▶ _AIM OF THE TASK_: List every city that the passage on the Black Consciousness Movement names as a site of the BCM's headquarters or chapters after mid-1979.

▶ _PASSAGE_:

☆ ☆ ☆ ☆ ☆ ☆ ☆

The conspicuous decline of the BCM into isolated groups of radical cheerleaders did not stem from a sudden eclipse of intelligence, and even less from the absence of things to criticize, analyse and precise. Rather, it stemmed from the fact that a radical analysis of conditions by the black proletariat in action necessarily implied the correction of numerous aspects—theoretical as well as practical — of Black Consciousness itself; and it was precisely before the critique of its own house that Black Consciousness trembled.

With the visible return of open struggle to South Africa, Black Consciousness was confronted with the choice of either shattering its entire petrified organisational edifice or of denying that this organisational edifice was both an edifice and was petrified. Faced with the amazing capacity of the masses for spontaneous organisation the BCM chose the alternative of presenting the movement in the streets as though it was simply an adjunct to the Black Consciousness Movement, with a capital “M” for movement. The distinction between BCM leaders and the masses—a distinction made in practice by the BCM leaders—was concealed by pretending that everyone who acted intelligently in struggle was an honorary leader of a “movement” which had been left behind. The real history made by the masses was hierarchically accorded a substitute history — the history of mass support for the BCM; and it was this substitute history that the partisans of BCM proclaimed as the black proletariat’s essence and truth. “Mass support,” the BCM’s own corrective to hierarchical leadership, in fact became a rubric by which the really hierarchical leaders of the BCM affirmed their success and their authority in just about everything. This “success” and “authority” became an abstract standard for measuring all struggle.

Thus the Black Consciousness Movement found a refuge in the myth of its power, which was inversely proportional to its practical effectiveness. The further it became separated from practical contestation, the more important the myth became. The BCM never claimed to be a monolithic organisation; in actuality it was premised on the fact that it was not a monolithic organisation. The myth that Black Consciousness incorporated the activity of every rebellious black South African was exactly what became the semantic substitute for the monolithic organisation toward which the BCM logically tended, but whose inevitable symptoms of stultification the BCM leadership was sophisticated enough to want to avoid for as long as possible.

In mid-1979, however, the tireless bureaucratic work-mules in various BCM bureaucracies, realising that the ideology of mass support could no longer suffice now that the organisations were banned in South Africa and visibly decaying in exile, steered the BCM to its logical conclusion. The reality of organisation as a substitute for real struggle could no longer be diffused, and instead was affirmed openly. The BCM was made into an official liberation movement, with headquarters in Gaberones, and chapters in London, Bonn and New York. And the ideological raison d’etre for its existence? To mediate, but not in a traditional leninist style, but rather in the wishy-washy fashion of a UN peace-keeping force. To mediate not between theory and practice, or between the masses and power, but to mediate between the ANC and the PAC. From the sublime to the most absolute form of cretinism! All the worms have crawled out of the corpse. The BCM’s official proclamation as an organisation spells out unfailingly that in its true colours as ideology and hierarchy, it is an enemy of real black proletarian struggle in South Africa.

☆ ☆ ☆ ☆ ☆ ☆ ☆

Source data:
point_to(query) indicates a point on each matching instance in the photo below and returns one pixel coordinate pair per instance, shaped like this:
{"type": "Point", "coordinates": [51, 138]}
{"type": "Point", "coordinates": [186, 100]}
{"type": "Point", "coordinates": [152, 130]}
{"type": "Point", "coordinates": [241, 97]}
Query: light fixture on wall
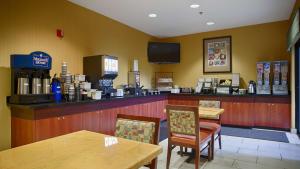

☆ ☆ ☆ ☆ ☆ ☆ ☆

▶ _EXERCISE OUTPUT_: Gaberones, London, Bonn, New York